WORK INSTRUCTIONS: Write out the material below again, unchanged.

(Records from a data collection)
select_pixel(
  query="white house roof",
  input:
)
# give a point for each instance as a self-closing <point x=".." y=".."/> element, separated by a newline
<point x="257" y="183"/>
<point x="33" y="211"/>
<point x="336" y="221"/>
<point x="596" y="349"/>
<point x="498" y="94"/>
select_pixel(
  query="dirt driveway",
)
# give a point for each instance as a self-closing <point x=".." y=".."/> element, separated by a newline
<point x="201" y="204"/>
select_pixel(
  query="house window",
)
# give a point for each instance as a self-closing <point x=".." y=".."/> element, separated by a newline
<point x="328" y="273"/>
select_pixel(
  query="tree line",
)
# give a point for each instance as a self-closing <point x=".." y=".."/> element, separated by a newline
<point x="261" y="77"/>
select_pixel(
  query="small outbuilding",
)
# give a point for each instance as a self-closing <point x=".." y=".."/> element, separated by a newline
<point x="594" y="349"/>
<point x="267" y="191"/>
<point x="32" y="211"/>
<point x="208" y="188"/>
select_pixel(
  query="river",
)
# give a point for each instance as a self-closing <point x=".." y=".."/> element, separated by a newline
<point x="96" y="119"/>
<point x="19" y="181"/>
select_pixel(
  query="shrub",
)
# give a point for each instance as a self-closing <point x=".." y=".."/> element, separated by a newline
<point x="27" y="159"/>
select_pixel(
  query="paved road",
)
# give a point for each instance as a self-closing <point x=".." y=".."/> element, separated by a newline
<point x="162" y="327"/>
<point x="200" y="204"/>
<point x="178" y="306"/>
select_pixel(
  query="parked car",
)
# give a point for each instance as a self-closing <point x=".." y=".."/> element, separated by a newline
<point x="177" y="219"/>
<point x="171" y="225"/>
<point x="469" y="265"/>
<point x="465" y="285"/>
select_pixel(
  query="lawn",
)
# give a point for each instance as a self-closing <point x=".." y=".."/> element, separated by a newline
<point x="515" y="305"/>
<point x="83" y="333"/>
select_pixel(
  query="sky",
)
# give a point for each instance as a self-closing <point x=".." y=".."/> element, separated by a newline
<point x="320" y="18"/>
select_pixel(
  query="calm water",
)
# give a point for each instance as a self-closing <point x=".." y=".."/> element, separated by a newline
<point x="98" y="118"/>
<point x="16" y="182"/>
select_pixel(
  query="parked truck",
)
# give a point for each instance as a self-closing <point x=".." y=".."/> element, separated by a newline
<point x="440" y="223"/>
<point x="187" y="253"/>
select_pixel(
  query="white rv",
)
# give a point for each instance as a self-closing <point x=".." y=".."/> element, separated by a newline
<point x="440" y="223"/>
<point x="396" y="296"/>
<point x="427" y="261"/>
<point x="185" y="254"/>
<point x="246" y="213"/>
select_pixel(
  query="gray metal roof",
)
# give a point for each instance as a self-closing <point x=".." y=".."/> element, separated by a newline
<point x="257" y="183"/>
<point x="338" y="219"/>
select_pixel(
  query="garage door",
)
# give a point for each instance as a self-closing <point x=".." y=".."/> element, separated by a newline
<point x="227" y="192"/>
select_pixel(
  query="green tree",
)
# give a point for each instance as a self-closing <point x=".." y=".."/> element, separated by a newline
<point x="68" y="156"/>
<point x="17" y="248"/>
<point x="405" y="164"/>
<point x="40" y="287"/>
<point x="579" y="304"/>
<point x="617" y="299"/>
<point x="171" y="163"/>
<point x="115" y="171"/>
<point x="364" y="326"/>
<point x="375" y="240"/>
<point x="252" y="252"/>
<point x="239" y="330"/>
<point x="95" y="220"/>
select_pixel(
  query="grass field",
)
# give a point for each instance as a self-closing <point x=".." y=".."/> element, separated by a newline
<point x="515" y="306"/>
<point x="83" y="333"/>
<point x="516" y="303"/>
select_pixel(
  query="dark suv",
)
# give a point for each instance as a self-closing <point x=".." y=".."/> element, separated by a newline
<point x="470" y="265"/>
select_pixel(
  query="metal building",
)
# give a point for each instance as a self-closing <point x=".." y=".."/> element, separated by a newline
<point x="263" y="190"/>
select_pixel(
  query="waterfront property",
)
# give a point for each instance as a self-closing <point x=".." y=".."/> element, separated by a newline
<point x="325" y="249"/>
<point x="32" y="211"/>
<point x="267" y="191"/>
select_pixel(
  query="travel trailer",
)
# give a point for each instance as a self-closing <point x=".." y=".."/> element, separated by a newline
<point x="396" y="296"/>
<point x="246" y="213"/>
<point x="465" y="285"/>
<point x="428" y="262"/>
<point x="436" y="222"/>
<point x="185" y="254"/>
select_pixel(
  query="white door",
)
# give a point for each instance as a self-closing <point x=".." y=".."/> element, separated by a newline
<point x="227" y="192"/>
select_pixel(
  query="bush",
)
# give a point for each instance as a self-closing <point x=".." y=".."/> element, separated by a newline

SOLUTION TO THIS PROBLEM:
select_pixel(
  query="white house roof",
  input:
)
# give a point for each instance as a self-closing <point x=".." y=".."/> element, separated by a newline
<point x="257" y="183"/>
<point x="33" y="211"/>
<point x="336" y="221"/>
<point x="596" y="349"/>
<point x="498" y="94"/>
select_pixel(
  query="dirt driveway",
)
# give a point for each instance as a self-closing <point x=".." y=".."/> element, separated by a newline
<point x="201" y="204"/>
select_pixel(
  query="house window",
)
# give a point for each instance as a self-closing <point x=".." y=".."/> element, separated by a newline
<point x="328" y="273"/>
select_pixel(
  query="tree line",
)
# give a point for each instance as a self-closing <point x=".." y=".."/> element, separated by a newline
<point x="261" y="77"/>
select_pixel(
  query="small outbuilding",
)
# give a point for each instance as a self-closing <point x=".." y=".."/> element, separated by a newline
<point x="594" y="349"/>
<point x="267" y="191"/>
<point x="32" y="211"/>
<point x="208" y="188"/>
select_pixel(
  query="river",
)
# give a point for each instance as a self-closing <point x=".." y=".."/> element, separated by a newline
<point x="96" y="119"/>
<point x="19" y="181"/>
select_pixel(
  query="shrub",
)
# give a point for each instance as a self-closing <point x=".." y=".."/> element, separated by a newline
<point x="27" y="159"/>
select_pixel(
  query="paved road",
)
# give a point for each instance as a self-closing <point x=".." y=".."/> element, separated by a newline
<point x="162" y="327"/>
<point x="200" y="204"/>
<point x="178" y="306"/>
select_pixel(
  query="parked car",
)
# give a point for each instance as a self-closing <point x=".." y=".."/> element, separated by a newline
<point x="177" y="219"/>
<point x="171" y="225"/>
<point x="469" y="265"/>
<point x="465" y="285"/>
select_pixel(
  query="lawn",
)
# give a point for each instance as a self-closing <point x=".." y=".."/> element, separated by a newline
<point x="515" y="305"/>
<point x="83" y="333"/>
select_pixel(
  query="sky",
)
# give a point for each instance as a self-closing <point x=".." y=".."/> element, separated by a newline
<point x="320" y="18"/>
select_pixel(
  query="calm water",
)
# give a point for each instance as a self-closing <point x=".." y=".."/> element, separated by a newline
<point x="98" y="118"/>
<point x="16" y="182"/>
select_pixel(
  query="parked truck",
)
# give a point for each instance as a self-closing <point x=".." y=".."/> element, separated by a newline
<point x="440" y="223"/>
<point x="187" y="253"/>
select_pixel(
  query="white rv",
)
# give a point for each instance as a self-closing <point x=".." y=".."/> element, separated by a newline
<point x="440" y="223"/>
<point x="396" y="296"/>
<point x="427" y="261"/>
<point x="185" y="254"/>
<point x="246" y="213"/>
select_pixel(
  query="gray metal roof",
)
# give a point for each instance as a self-closing <point x=".." y=".."/> element, separated by a newline
<point x="257" y="183"/>
<point x="338" y="219"/>
select_pixel(
  query="garage door",
)
# give a point for each instance as a self-closing <point x=".." y=".."/> element, separated by a newline
<point x="227" y="192"/>
select_pixel(
  query="green tree",
)
# give a point for each instance as a self-closing <point x=".." y=".."/> element, separated by a newline
<point x="68" y="156"/>
<point x="17" y="248"/>
<point x="405" y="164"/>
<point x="40" y="287"/>
<point x="579" y="304"/>
<point x="617" y="299"/>
<point x="171" y="163"/>
<point x="115" y="171"/>
<point x="364" y="326"/>
<point x="375" y="240"/>
<point x="252" y="252"/>
<point x="239" y="330"/>
<point x="95" y="220"/>
select_pixel(
  query="grass field",
)
# give a point for each instance as a self-closing <point x=".." y=".."/> element, separated by a newline
<point x="515" y="306"/>
<point x="83" y="333"/>
<point x="516" y="303"/>
select_pixel(
  query="dark suv",
)
# give a point for each instance as a self-closing <point x=".." y=".."/> element, separated by a newline
<point x="470" y="265"/>
select_pixel(
  query="metal building",
)
# give a point for each instance as a self-closing <point x=".." y=".."/> element, separated by a newline
<point x="263" y="190"/>
select_pixel(
  query="waterfront property",
)
# give a point for each instance as a self-closing <point x=".." y=".."/> element, separated by a newline
<point x="325" y="249"/>
<point x="32" y="211"/>
<point x="267" y="191"/>
select_pixel(
  query="travel trailer",
)
# give a point for each instance as a self-closing <point x=".." y=".."/> element, separated by a newline
<point x="396" y="296"/>
<point x="246" y="213"/>
<point x="465" y="285"/>
<point x="428" y="262"/>
<point x="436" y="222"/>
<point x="185" y="254"/>
select_pixel(
  query="white door",
)
# give a point for each instance as a self-closing <point x=".." y=".."/> element, separated by a newline
<point x="227" y="192"/>
select_pixel(
  query="bush",
)
# give a point for each instance as a self-closing <point x=".." y=".."/> element, separated by a newline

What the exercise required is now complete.